### Passage provided:

Brett Graham (born 1967) is a New Zealand sculptor who creates large scale artworks and installations that explore indigenous histories, politics and philosophies.  

Snitch from 2014, in the collection of the Honolulu Museum of Art, references the Disney movie Lilo & Stitch.  It is an example of the artist's combining traditional Maori carving with contemporary themes.  

Brett Graham used recycled rubber tires and steel to make sculptures and they were called “Weapons of Mass Destruction”. Graham’s sculpture “Te Hokioi” was created because of the 2007 police raids on the Tuhoe community of Ruatoki.

Education 
Graham is a Bachelor of Fine Arts (University of Auckland, 1988), a Master of Fine Arts (University of Hawaii at Manoa, 1991) and a Doctor of Fine Arts (University of Auckland, 2005).

International exhibitions 
Graham's work was included in the following international exhibitions.

### Exercise tasks:
(A) In the passage on the sculptor Brett Graham, does each of these statements agree with the text? (i) Graham earned his Master of Fine Arts from the University of Hawaii at Manoa. (ii) Snitch references a Pixar film. (iii) Graham made sculptures from recycled rubber tires and steel. For each, answer yes or no and quote the words of the text that decide it.
(B) Print the part of the passage on Brett Graham starting with "Brett Graham (born" and going on through "of Auckland, 2005).".
(C) Carry on the text about the sculptor Brett Graham from where it stops.

Location annotation dataset excerpts:
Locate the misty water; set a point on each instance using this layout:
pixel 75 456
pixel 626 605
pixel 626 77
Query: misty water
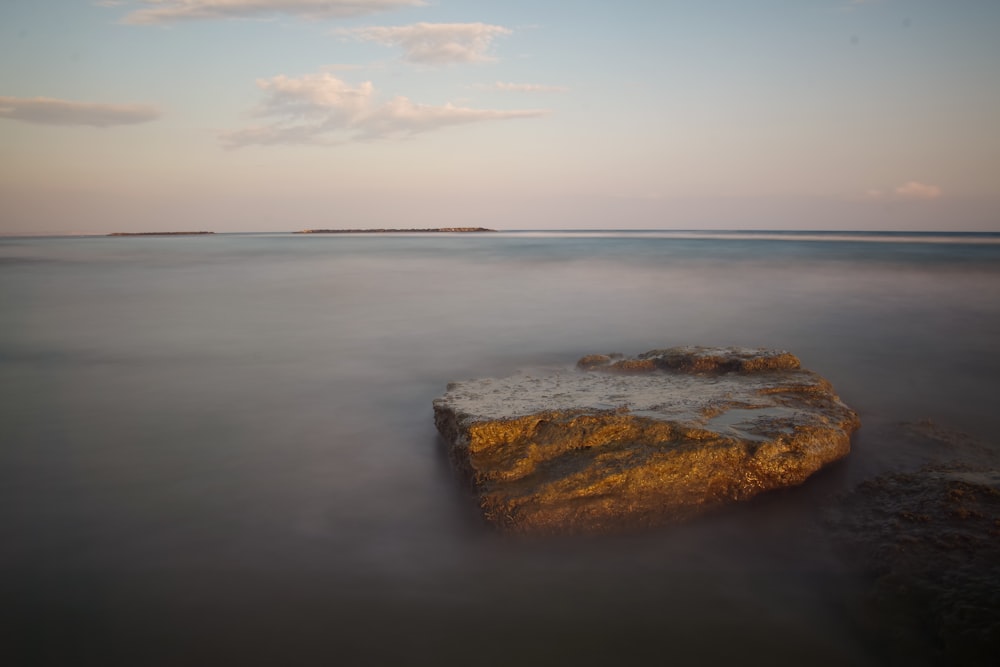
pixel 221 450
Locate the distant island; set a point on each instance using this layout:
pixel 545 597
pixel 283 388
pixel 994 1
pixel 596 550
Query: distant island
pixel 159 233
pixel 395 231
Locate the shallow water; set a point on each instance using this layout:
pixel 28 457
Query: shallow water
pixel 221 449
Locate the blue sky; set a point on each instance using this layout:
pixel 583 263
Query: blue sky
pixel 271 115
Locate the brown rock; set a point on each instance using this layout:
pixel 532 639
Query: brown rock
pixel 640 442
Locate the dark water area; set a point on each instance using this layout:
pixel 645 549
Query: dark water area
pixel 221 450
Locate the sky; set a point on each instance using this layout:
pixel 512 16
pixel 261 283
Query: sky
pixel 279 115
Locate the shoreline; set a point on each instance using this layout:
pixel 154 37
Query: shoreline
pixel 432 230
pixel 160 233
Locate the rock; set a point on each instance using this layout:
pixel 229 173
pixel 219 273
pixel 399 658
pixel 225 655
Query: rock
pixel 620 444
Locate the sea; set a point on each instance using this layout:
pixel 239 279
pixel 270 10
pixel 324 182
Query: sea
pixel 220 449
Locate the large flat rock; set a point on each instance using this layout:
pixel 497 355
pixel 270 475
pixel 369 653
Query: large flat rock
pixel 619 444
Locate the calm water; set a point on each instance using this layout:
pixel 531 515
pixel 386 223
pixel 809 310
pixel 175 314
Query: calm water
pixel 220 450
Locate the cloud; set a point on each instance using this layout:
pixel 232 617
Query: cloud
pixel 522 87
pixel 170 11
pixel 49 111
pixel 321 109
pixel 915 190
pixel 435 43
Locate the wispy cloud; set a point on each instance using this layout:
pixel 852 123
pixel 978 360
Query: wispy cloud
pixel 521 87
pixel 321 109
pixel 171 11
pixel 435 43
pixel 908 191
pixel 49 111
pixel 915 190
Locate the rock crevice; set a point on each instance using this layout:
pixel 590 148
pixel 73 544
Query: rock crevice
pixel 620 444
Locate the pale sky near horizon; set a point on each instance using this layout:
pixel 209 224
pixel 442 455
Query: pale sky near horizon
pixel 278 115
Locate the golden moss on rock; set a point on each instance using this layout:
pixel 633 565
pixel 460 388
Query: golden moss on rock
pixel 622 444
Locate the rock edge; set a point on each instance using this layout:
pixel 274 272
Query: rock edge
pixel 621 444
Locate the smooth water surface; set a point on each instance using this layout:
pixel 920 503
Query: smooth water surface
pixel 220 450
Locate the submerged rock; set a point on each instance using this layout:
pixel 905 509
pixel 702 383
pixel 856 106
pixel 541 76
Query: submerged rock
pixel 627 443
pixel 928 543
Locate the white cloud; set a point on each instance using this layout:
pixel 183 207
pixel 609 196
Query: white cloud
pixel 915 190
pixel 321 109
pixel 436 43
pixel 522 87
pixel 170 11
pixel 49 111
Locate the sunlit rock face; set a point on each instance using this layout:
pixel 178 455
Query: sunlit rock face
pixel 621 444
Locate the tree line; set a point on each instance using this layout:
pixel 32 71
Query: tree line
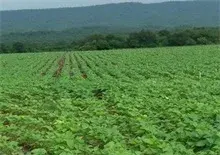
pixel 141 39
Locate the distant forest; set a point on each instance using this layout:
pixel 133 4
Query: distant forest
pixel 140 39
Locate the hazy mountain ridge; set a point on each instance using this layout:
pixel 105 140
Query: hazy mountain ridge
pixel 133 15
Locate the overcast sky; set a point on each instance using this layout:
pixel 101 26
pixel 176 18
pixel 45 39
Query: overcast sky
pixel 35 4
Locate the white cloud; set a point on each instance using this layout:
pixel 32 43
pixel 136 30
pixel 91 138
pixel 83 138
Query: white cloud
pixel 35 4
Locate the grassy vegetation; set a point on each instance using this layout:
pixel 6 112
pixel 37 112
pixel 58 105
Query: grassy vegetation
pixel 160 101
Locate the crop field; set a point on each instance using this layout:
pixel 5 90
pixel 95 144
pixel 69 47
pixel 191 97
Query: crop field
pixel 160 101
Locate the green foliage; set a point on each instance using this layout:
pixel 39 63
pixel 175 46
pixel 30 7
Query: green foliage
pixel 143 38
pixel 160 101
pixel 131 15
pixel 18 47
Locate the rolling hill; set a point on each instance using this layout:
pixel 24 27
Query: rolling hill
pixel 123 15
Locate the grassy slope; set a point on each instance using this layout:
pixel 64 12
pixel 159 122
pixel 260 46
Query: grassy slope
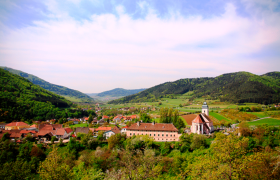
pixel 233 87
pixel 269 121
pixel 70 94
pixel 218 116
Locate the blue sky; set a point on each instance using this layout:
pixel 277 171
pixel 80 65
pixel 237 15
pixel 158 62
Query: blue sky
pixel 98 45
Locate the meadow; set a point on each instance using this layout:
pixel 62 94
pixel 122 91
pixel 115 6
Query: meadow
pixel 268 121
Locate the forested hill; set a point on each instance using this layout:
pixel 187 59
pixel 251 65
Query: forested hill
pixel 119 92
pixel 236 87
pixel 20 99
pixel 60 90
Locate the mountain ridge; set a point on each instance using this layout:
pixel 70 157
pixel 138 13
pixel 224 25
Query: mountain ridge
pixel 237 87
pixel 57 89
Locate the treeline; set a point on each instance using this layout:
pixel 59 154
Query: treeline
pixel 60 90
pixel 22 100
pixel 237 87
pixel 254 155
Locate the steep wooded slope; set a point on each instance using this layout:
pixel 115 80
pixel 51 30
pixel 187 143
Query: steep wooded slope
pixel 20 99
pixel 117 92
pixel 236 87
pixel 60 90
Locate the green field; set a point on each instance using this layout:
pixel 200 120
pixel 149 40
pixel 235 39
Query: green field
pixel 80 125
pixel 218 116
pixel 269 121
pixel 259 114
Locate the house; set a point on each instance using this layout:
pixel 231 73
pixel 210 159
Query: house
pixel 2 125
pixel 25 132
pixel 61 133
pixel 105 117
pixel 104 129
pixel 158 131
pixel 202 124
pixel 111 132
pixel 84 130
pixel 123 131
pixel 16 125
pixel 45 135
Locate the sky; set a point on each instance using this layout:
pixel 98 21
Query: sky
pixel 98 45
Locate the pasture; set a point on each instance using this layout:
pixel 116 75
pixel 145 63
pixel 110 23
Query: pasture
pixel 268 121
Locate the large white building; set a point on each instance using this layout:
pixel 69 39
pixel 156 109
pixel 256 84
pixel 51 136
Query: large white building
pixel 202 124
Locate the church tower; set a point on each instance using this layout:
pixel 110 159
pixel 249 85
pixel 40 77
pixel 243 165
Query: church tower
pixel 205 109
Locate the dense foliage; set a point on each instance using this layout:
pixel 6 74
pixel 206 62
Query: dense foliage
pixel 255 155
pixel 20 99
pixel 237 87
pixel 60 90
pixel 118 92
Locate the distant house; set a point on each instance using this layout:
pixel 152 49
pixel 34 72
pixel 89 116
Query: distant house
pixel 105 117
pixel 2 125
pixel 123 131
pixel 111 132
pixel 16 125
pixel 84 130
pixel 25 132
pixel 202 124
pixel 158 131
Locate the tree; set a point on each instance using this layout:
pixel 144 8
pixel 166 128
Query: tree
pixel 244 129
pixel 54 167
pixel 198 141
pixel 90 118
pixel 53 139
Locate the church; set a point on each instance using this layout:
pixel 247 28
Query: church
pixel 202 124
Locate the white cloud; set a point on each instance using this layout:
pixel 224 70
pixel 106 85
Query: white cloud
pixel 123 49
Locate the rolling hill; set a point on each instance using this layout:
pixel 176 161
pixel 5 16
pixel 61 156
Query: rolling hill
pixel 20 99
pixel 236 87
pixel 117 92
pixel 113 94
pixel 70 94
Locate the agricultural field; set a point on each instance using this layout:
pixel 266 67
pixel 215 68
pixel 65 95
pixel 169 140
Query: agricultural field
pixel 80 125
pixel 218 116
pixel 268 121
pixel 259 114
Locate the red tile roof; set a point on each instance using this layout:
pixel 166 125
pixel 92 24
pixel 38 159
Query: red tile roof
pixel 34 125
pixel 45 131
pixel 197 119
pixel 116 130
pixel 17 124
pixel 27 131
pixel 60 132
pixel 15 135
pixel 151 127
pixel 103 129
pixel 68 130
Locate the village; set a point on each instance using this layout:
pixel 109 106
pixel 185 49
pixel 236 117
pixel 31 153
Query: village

--

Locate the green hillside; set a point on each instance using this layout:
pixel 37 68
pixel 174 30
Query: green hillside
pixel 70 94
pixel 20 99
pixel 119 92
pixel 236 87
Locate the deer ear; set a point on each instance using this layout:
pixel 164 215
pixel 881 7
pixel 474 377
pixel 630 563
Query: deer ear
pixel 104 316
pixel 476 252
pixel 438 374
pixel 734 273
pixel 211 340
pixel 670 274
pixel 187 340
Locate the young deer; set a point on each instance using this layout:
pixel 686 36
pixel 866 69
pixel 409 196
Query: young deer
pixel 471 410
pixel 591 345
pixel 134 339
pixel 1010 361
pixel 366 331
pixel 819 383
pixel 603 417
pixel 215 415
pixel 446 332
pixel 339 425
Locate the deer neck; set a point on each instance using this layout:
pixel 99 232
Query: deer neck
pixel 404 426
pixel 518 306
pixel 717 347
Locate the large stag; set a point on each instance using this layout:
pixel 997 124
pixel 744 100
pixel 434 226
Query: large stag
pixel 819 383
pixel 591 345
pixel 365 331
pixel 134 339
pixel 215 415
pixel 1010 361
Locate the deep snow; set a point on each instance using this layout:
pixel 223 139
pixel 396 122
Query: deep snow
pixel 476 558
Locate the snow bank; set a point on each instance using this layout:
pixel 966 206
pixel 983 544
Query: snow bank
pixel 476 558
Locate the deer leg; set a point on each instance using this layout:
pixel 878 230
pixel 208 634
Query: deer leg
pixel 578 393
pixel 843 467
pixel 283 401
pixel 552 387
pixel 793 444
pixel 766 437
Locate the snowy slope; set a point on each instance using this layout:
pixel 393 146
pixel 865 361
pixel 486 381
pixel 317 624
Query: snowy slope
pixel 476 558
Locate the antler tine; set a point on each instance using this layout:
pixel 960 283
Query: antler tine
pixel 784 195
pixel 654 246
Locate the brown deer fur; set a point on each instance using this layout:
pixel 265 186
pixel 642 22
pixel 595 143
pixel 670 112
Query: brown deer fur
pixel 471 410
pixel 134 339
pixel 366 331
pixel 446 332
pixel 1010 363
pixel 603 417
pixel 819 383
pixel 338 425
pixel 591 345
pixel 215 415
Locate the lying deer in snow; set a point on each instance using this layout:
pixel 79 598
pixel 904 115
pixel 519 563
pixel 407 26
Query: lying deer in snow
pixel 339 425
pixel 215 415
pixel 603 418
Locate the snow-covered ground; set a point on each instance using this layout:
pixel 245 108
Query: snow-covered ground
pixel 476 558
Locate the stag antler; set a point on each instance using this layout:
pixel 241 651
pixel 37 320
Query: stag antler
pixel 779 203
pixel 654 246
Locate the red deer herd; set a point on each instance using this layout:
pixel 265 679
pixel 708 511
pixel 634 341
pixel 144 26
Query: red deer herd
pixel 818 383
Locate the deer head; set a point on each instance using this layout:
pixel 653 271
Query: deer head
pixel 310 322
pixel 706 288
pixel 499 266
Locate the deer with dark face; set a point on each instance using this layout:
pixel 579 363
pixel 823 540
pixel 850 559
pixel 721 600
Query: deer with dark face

...

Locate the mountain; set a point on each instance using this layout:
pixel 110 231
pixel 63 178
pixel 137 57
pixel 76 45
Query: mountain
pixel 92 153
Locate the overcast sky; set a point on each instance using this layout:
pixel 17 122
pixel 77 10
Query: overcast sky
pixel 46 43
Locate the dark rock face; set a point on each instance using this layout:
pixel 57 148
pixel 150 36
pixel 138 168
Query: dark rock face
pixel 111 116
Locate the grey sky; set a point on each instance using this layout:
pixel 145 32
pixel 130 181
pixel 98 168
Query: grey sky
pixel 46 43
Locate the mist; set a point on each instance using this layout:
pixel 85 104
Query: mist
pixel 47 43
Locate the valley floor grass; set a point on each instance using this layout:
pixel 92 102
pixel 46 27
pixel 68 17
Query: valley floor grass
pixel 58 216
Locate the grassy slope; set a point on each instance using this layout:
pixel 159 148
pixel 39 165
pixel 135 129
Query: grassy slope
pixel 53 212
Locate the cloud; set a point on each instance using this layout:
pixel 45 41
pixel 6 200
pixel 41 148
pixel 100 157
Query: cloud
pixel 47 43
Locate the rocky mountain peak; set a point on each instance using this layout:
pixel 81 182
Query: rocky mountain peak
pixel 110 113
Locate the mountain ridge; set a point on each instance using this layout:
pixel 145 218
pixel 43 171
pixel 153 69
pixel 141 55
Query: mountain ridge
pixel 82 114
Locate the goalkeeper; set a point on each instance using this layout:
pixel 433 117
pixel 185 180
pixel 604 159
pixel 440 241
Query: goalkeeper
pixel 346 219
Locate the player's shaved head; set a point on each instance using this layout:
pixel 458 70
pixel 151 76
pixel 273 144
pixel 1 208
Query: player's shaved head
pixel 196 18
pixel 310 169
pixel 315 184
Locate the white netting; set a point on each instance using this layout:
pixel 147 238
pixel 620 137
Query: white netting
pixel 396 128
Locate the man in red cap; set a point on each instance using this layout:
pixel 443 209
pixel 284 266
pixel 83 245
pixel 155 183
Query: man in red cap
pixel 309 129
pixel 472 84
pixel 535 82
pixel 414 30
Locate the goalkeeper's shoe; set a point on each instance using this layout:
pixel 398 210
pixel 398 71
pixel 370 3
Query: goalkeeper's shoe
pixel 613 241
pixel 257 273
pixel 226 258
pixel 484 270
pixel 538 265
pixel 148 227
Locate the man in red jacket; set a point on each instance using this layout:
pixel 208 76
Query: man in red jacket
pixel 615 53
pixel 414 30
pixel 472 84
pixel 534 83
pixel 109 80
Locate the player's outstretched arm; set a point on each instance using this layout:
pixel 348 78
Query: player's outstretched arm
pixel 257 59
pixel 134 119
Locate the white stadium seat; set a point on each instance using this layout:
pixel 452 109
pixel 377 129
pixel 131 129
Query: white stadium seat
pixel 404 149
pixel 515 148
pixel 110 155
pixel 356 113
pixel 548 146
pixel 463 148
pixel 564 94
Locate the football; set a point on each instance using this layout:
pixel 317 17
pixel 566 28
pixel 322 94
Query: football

### Answers to the problems:
(A)
(i) Yes: "a Master of Fine Arts (University of Hawaii at Manoa, 1991)"
(ii) No: "references the Disney movie Lilo & Stitch"
(iii) Yes: "Brett Graham used recycled rubber tires and steel to make sculptures"

(B)
Brett Graham (born 1967) is a New Zealand sculptor who creates large scale artworks and installations that explore indigenous histories, politics and philosophies.  

Snitch from 2014, in the collection of the Honolulu Museum of Art, references the Disney movie Lilo & Stitch.  It is an example of the artist's combining traditional Maori carving with contemporary themes.  

Brett Graham used recycled rubber tires and steel to make sculptures and they were called “Weapons of Mass Destruction”. Graham’s sculpture “Te Hokioi” was created because of the 2007 police raids on the Tuhoe community of Ruatoki.

Education 
Graham is a Bachelor of Fine Arts (University of Auckland, 1988), a Master of Fine Arts (University of Hawaii at Manoa, 1991) and a Doctor of Fine Arts (University of Auckland, 2005).

(C)
 1996 – Asia Pacific Triennial , Queensland Art Gallery
 2001 – Purangiaho Seeing Clearly, Auckland Art Gallery Toi O Tamaki
 2001 – Parihaka: The Art of Passive Resistance, City Gallery Wellington
 2006 – Biennale of Sydney
 2007 – Venice Biennale
 2010 – Biennale of Sydney
 2017 – Honolulu Biennial

Major collections and public commissions 
Graham has received a number of important commissions and his work is held in a number of international collections

 Auckland Art Gallery Toi o Tamaki
 Museum of New Zealand Te Papa Tongarewa
 Honolulu Museum of Art
 Kahukura,, Tjibaou Cultural Centre, New Caledonia
 Whaowhia, for the Auckland War Memorial Museum
 Kaiwhakatere, Parliament precinct, Wellington 
 Rawhiti, Adam Art Gallery, Victoria University
 Kowhatu Karohirohi, Victoria University Collection
 Escape, North Shore Court House

Personal life
Of Ngāti Korokī Kahukura (Maori tribe) and Pakeha (European) descent, Graham was born in Auckland, New Zealand, where he currently resides.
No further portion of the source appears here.